### GOALS
a) In the GGUF feature request, substitute "flexible" for "versatile" and reproduce the passage starting with "I use the second" and going on through "Related proposal: #3975.".
b) According to the GGUF feature request, what is the name of the first variable in the special GGUF files that the request's author creates?

---------- DOCUMENT PASSAGE ----------

Feature request for GGUF: store offset to tensor_data in the header #11737

certik · 2025-02-07T16:26:14Z

certik
Feb 7, 2025

When writing custom readers for GGUF, it would be very helpful to be able to skip the header and go directly to tensor_data to load all arrays (if I know their order and dimensions). Currently I have two options:

Either implement all metadata types and parse all of the header, even if I don't need it (this adds complexity to the reader)
Or store the offset to tensor_data as a first variable in the header (an example of this approach is here: https://github.com/certik/fastGPT/blob/7d96ec2e23b2a1a07aea625f72661d3f650c7ee5/driver.f90#L72)

I use the second approach, which works great, but it means I have to create special GGUF files that have this general.data_offset first variable. If the GGUF format had this offset as part of the file format, then any GGUF file can be easily parsed with this approach. Many other file formats have a similar feature to skip sections that the reader does not care about by specifying the section length. This also makes it possible to use existing readers for future GGUF versions that might add more metadata types (the reader would simply skip the rest of the header if it doesn't support a given type).

If implemented in the next GGUF version, this would make it easy to write a simple reader in custom computational code and reuse existing GGUF writers, thus making the GGUF format more versatile for almost any numerical computational work.

Related proposal: #3975.

networkbassem · 2025-02-07T19:15:54Z

networkbassem
Feb 7, 2025

I totally agree that adding a tensor_data_offset to the GGUF format would make life a lot easier for custom readers! The current options require either parsing the entire metadata, which adds unnecessary complexity, or modifying GGUF files to include a special offset. If the GGUF format supported this offset as part of the specification, it would make things much cleaner and more efficient.

We could add an optional tensor_data_offset field in the GGUF header to allow readers to quickly access the tensor data, skipping over unnecessary metadata. This would also keep the format backward-compatible because older readers could simply ignore this field.

Define the tensor_data_offset in the GGUF header (it could be a simple 8-byte integer or a pointer depending on the format).

---------- ENTRIES PROVIDED ----------

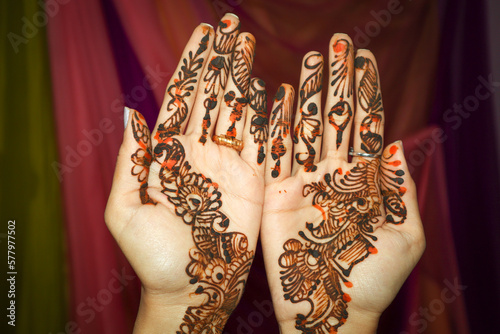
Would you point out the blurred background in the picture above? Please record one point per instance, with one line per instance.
(67, 68)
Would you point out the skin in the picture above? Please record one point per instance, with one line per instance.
(376, 275)
(185, 211)
(179, 200)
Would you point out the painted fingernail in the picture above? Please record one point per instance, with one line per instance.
(126, 114)
(401, 145)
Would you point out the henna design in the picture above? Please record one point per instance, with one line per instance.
(341, 113)
(315, 267)
(370, 100)
(390, 187)
(308, 128)
(182, 87)
(142, 156)
(220, 259)
(241, 68)
(218, 70)
(280, 121)
(258, 127)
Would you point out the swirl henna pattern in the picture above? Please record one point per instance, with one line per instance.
(182, 87)
(220, 260)
(280, 122)
(218, 70)
(241, 68)
(142, 156)
(309, 128)
(315, 267)
(258, 124)
(341, 113)
(370, 100)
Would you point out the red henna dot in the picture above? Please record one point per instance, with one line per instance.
(395, 163)
(346, 297)
(171, 163)
(339, 47)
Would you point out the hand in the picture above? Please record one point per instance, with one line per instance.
(339, 238)
(185, 211)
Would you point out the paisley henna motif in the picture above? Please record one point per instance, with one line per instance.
(220, 260)
(316, 267)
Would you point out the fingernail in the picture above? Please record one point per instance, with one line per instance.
(126, 114)
(401, 145)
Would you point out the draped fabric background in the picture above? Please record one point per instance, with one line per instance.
(63, 87)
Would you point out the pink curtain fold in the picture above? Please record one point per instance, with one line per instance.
(88, 110)
(89, 129)
(435, 285)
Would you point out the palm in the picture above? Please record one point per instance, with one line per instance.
(339, 237)
(186, 211)
(155, 239)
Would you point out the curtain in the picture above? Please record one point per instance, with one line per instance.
(30, 194)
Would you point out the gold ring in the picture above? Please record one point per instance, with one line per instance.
(228, 141)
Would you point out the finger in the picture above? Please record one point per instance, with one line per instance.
(398, 189)
(214, 79)
(369, 116)
(231, 118)
(256, 129)
(130, 182)
(180, 93)
(308, 128)
(279, 163)
(340, 100)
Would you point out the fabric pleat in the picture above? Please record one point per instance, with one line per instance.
(30, 193)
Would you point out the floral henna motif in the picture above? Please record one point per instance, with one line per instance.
(142, 156)
(182, 87)
(341, 113)
(258, 127)
(370, 100)
(280, 121)
(241, 68)
(220, 260)
(308, 127)
(218, 70)
(316, 267)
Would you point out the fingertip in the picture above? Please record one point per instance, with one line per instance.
(126, 116)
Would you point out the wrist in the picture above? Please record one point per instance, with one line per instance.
(163, 314)
(356, 323)
(157, 315)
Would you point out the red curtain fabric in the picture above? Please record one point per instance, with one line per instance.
(104, 52)
(89, 130)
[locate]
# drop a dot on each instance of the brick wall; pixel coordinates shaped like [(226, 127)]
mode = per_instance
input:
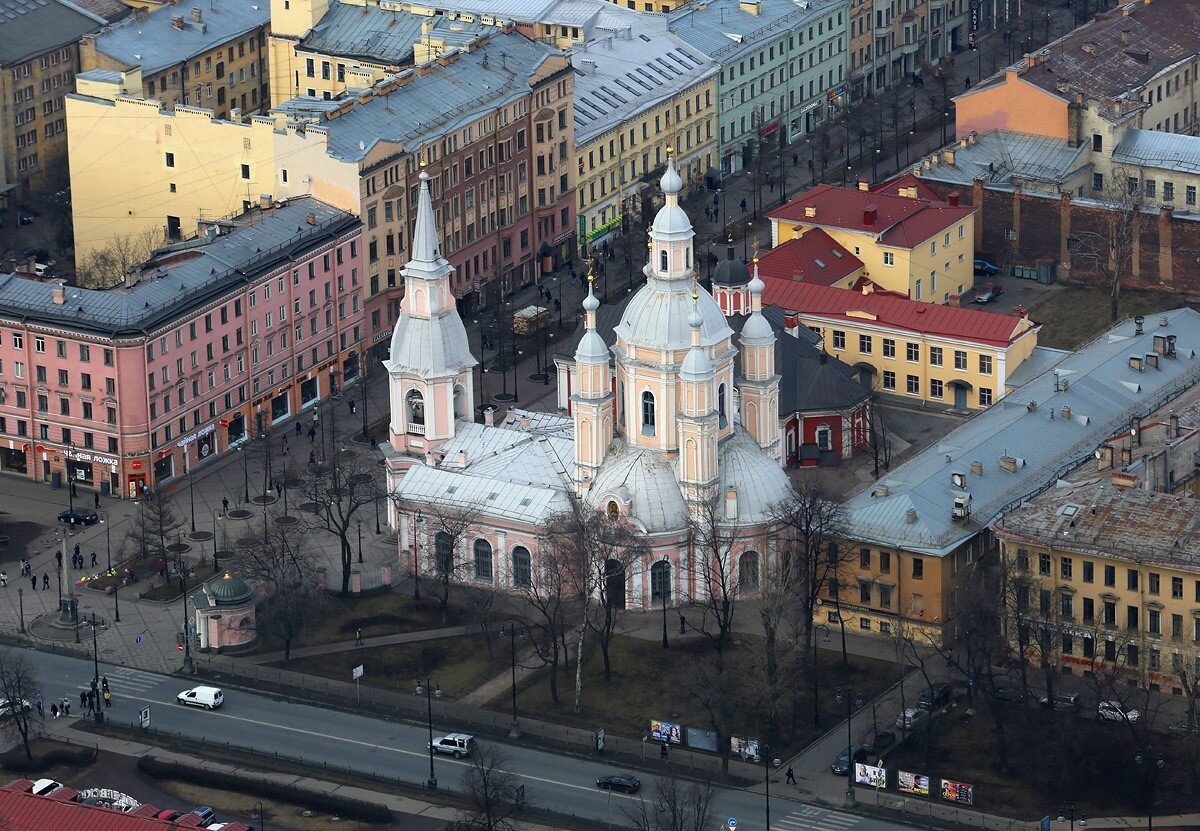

----------

### RESPONSE LIST
a)
I use the second approach, which works great, but it means I have to create special GGUF files that have this general.data_offset first variable. If the GGUF format had this offset as part of the file format, then any GGUF file can be easily parsed with this approach. Many other file formats have a similar feature to skip sections that the reader does not care about by specifying the section length. This also makes it possible to use existing readers for future GGUF versions that might add more metadata types (the reader would simply skip the rest of the header if it doesn't support a given type).

If implemented in the next GGUF version, this would make it easy to write a simple reader in custom computational code and reuse existing GGUF writers, thus making the GGUF format more flexible for almost any numerical computational work.

Related proposal: #3975.

b) general.data_offset